Position identification records
::::::::
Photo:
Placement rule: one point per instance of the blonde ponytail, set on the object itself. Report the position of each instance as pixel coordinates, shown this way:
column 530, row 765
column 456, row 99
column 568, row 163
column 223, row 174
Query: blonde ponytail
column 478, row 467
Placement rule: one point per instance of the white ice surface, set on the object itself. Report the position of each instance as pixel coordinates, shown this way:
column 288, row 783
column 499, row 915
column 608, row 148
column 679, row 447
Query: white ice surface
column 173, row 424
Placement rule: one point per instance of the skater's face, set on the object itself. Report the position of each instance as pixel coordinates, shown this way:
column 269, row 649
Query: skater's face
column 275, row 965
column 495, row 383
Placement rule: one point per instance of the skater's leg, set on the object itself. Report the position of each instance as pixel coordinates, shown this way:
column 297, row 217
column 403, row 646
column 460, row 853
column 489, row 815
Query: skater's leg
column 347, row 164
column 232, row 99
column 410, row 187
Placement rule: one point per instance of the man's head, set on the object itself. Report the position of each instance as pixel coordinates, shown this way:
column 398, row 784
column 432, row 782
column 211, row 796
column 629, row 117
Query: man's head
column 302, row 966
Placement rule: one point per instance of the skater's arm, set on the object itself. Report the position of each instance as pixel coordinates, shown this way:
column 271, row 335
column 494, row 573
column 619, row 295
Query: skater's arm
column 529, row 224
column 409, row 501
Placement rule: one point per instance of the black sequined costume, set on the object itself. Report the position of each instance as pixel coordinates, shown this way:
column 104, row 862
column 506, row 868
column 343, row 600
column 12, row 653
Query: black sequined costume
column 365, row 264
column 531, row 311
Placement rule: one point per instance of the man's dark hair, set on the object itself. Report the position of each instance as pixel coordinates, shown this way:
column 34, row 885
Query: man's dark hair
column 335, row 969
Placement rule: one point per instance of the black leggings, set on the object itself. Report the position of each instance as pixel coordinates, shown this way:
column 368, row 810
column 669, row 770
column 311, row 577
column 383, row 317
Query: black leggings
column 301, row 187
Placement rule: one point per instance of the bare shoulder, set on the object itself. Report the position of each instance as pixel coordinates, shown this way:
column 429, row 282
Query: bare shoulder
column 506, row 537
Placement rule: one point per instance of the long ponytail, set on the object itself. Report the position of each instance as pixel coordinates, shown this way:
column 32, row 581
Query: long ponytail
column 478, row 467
::::::::
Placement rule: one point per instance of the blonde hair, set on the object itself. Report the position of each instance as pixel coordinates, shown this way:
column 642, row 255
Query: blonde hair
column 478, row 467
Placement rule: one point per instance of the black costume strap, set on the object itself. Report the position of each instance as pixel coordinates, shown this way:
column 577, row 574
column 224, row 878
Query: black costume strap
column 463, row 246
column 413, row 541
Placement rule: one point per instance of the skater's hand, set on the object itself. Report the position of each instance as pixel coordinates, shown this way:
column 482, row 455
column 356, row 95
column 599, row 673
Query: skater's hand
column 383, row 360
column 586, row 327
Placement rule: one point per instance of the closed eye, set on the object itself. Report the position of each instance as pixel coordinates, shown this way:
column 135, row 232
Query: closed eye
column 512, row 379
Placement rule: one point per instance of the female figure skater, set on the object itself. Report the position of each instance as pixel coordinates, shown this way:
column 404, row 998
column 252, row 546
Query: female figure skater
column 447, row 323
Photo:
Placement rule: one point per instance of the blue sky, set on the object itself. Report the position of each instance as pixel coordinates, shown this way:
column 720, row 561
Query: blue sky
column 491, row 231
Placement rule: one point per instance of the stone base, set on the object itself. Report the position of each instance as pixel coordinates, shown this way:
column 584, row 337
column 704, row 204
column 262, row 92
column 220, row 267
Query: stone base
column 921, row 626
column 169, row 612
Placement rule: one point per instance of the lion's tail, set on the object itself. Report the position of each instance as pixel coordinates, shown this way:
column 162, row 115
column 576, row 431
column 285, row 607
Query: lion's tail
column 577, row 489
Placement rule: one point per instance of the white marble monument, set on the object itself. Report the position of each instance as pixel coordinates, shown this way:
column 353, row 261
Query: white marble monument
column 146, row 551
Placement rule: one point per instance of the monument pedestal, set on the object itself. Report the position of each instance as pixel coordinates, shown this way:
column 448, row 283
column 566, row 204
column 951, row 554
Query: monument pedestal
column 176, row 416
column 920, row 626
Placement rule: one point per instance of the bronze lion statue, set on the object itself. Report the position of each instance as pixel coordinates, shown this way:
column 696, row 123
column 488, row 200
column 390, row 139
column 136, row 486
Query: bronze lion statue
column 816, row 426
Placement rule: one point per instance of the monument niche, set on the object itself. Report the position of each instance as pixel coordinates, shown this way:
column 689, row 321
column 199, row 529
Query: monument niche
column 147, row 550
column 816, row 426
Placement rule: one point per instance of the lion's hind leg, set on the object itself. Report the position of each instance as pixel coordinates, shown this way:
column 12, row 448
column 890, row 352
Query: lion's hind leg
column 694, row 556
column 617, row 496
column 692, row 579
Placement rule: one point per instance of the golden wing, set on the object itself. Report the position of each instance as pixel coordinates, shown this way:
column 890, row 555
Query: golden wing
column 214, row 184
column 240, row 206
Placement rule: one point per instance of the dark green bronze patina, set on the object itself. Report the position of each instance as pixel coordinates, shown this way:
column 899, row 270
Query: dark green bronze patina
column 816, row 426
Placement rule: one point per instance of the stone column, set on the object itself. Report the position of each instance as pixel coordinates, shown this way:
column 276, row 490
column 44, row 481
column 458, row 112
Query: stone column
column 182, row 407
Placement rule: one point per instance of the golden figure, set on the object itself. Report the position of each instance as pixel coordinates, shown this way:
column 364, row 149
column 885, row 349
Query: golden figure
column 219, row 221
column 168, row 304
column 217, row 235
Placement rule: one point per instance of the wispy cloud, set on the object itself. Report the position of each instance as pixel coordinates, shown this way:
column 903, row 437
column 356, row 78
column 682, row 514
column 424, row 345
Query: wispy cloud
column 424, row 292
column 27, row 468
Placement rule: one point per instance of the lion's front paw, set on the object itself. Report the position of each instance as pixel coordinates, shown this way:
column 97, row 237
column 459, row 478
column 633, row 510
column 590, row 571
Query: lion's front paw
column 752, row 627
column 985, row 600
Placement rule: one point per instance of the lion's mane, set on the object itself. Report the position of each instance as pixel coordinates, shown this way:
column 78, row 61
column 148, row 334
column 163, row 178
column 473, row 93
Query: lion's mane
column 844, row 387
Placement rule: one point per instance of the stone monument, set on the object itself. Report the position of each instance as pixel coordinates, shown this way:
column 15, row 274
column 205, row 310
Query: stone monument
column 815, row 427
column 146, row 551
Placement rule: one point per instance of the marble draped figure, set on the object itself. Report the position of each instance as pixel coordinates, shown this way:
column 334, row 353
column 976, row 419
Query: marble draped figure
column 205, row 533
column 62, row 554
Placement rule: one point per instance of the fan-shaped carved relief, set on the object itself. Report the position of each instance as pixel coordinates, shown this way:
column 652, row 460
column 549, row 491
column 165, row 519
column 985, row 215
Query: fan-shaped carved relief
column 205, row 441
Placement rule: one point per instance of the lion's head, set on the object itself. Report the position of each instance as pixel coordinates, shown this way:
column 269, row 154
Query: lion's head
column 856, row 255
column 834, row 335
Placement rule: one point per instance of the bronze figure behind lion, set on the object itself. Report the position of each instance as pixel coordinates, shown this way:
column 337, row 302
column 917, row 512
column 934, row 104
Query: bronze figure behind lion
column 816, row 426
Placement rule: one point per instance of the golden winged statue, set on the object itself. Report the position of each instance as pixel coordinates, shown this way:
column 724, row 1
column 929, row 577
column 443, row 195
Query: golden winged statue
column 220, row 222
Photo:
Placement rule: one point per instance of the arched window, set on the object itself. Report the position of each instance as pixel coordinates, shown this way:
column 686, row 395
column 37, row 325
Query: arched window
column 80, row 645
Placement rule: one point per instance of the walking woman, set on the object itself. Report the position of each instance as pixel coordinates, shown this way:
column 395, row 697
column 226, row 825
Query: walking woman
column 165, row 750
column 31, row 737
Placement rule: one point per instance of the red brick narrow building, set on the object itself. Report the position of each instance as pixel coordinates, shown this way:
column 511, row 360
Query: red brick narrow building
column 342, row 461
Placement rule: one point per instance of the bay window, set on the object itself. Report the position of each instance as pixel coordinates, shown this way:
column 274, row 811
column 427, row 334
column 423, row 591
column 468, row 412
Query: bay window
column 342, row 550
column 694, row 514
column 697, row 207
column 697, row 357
::::::::
Copy the data above word for word, starting at the line containing "Placement rule: one point per instance of the fan-shaped" and continuing through the line containing "Query: fan-shaped carved relief", with both of those lines included.

Result of this task –
Placement rule: one point per instance of the fan-shaped carved relief, set on the object itself. Report the position of each instance as pixel coordinates, shown this way:
column 652, row 460
column 549, row 491
column 165, row 519
column 985, row 215
Query: fan-shaped carved relief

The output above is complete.